**Selected excerpt**:

Then, Monday I received the news of another childhood friend who passed away suddenly on Sunday afternoon. Alan Nelson was supposed to be at the funeral for our friend Barry, but he was not there. People wondered why he was not there, since when news of Barry’s passing, Alan had called Barry’s mother to express his deep sympathy, and offered to do anything to help in her time of grief. He offered to cut her grass, get some groceries, or anything else she needed. Alan was like that—like all of the good-hearted kids who grew up together as members of the Forest Park church of Christ in the 1970s. Alan would have been at the funeral, but he was not. Later, we found out why. He was in the process of meeting his Maker while others were mourning the loss of another.
Oh, the transitory nature of life. My prayers are before the Father of lights, who is the giver of all good gifts, for those of our church family who have suffered loss over the last several days. Carmen Hodnett lost her father last week. Charlie and Janis Ruhl had a niece suffer death. Jeanette Woodall, Kay Baker and Helen Conolty all suffered the loss of a sister. Charlie Boyd had a brother-in-law die. Shelley Thomson experienced the loss of her mother. Shelby Horn had two cousins die within days of each other. Last Tuesday evening, Charbeth Mills experienced the sad loss of her father. Then, Thursday our world was turned upside down with the accidental death of our Canon Callender.

**What the task requires**: Rewrite the passage on recent losses in the church family, starting at "Oh, the transitory" and ending at "our Canon Callender.", changing "sister" to "cousin".

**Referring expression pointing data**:
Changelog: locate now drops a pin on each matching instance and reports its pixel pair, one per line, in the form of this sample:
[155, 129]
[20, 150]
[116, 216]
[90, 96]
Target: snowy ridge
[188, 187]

**Result of the exercise**:
Oh, the transitory nature of life. My prayers are before the Father of lights, who is the giver of all good gifts, for those of our church family who have suffered loss over the last several days. Carmen Hodnett lost her father last week. Charlie and Janis Ruhl had a niece suffer death. Jeanette Woodall, Kay Baker and Helen Conolty all suffered the loss of a cousin. Charlie Boyd had a brother-in-law die. Shelley Thomson experienced the loss of her mother. Shelby Horn had two cousins die within days of each other. Last Tuesday evening, Charbeth Mills experienced the sad loss of her father. Then, Thursday our world was turned upside down with the accidental death of our Canon Callender.